*JOB ITEM:*
Find each line in the records that contains the string "negative", matching upper and lower case exactly, and copy those lines out.

Segment Start: TASK DATA

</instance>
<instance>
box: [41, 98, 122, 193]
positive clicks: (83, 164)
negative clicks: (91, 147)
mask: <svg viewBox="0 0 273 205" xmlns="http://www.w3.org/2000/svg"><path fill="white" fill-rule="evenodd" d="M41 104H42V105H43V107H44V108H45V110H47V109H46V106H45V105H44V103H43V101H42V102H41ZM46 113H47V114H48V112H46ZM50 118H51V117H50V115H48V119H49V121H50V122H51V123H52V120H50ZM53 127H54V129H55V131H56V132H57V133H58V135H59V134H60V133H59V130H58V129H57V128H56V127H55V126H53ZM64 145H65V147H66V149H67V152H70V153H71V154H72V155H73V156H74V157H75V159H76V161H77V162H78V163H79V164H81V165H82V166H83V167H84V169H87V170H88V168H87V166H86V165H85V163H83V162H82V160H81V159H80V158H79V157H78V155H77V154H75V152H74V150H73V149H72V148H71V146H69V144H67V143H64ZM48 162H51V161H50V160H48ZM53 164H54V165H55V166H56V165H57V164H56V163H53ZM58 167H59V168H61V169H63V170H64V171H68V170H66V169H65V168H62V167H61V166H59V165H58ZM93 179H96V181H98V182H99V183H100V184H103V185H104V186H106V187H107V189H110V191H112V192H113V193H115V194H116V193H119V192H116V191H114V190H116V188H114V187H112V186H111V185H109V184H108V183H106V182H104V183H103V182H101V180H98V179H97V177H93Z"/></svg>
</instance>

Segment End: TASK DATA
Segment Start: TASK DATA

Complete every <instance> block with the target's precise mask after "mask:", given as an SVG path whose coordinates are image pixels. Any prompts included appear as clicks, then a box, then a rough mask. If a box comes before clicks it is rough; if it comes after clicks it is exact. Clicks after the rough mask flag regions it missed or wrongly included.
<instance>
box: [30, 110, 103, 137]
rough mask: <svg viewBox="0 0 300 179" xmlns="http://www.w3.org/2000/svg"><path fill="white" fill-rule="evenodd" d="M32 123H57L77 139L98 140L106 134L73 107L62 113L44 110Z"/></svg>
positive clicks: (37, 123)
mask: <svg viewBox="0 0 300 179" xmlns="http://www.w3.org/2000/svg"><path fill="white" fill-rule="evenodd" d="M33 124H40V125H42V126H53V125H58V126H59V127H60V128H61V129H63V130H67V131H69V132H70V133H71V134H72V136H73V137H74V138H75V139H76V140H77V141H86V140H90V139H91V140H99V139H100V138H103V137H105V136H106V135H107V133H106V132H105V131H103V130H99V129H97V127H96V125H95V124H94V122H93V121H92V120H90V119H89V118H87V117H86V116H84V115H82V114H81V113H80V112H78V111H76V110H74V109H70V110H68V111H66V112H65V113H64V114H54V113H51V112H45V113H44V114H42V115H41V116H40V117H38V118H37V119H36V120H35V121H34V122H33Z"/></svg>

Segment End: TASK DATA
Segment Start: TASK DATA

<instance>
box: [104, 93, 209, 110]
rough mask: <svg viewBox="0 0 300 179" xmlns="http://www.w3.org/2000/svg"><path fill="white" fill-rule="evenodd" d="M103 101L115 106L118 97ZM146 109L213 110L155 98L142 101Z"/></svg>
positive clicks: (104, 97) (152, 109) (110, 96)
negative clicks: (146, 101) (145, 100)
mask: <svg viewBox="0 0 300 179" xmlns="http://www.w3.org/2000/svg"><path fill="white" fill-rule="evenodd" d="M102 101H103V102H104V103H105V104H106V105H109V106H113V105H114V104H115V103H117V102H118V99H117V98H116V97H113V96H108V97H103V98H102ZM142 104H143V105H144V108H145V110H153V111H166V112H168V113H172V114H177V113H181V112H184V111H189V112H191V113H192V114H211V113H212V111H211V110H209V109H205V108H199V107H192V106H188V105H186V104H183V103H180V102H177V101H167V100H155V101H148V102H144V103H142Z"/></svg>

Segment End: TASK DATA

*OUTPUT BELOW:*
negative clicks: (91, 147)
negative clicks: (146, 101) (145, 100)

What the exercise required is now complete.